*** Input ***

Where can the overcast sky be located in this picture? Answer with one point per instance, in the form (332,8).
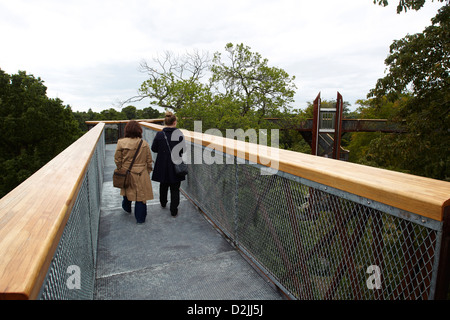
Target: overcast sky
(88,52)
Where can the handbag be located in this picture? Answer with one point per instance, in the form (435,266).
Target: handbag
(121,177)
(180,168)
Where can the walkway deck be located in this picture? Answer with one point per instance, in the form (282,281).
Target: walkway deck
(182,258)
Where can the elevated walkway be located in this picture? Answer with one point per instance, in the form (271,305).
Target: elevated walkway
(168,258)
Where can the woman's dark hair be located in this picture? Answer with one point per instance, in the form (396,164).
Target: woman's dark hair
(170,118)
(133,130)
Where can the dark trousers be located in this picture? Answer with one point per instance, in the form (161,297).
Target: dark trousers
(140,209)
(174,195)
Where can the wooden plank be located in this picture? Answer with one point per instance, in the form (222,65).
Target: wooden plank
(424,196)
(33,217)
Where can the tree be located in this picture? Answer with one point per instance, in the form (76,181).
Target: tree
(34,128)
(247,78)
(404,5)
(419,66)
(175,82)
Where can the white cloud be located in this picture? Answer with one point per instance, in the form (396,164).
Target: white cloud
(88,52)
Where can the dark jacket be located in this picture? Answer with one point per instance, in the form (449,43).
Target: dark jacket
(164,170)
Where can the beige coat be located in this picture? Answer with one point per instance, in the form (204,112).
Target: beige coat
(141,186)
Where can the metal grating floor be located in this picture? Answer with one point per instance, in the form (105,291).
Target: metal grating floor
(182,258)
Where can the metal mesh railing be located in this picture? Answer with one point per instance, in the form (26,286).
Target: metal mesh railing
(314,241)
(72,271)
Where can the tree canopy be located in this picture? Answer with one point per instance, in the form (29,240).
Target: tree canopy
(405,5)
(34,128)
(418,75)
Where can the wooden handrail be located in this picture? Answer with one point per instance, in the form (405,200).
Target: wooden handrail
(33,217)
(94,122)
(423,196)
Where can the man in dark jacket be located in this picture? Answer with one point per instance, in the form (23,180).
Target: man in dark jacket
(164,170)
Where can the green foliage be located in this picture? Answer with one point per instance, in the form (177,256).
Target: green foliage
(419,66)
(404,5)
(34,128)
(251,83)
(127,113)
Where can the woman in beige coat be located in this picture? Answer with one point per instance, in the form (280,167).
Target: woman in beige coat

***

Your instructions – Please retype, exactly as written, every line from the line containing "Target: man in dark jacket" through the last line of the records above, including both of those lines, and nothing else.

Reply –
Target: man in dark jacket
(164,170)
Where can the green foliage be located in this picture? Answer with one point per instance, in the form (177,256).
Target: green foliage
(419,66)
(404,5)
(34,128)
(251,83)
(127,113)
Where can the woman in beige coat be located in this picture? Answer with one point per instance, in the form (280,167).
Target: woman in beige coat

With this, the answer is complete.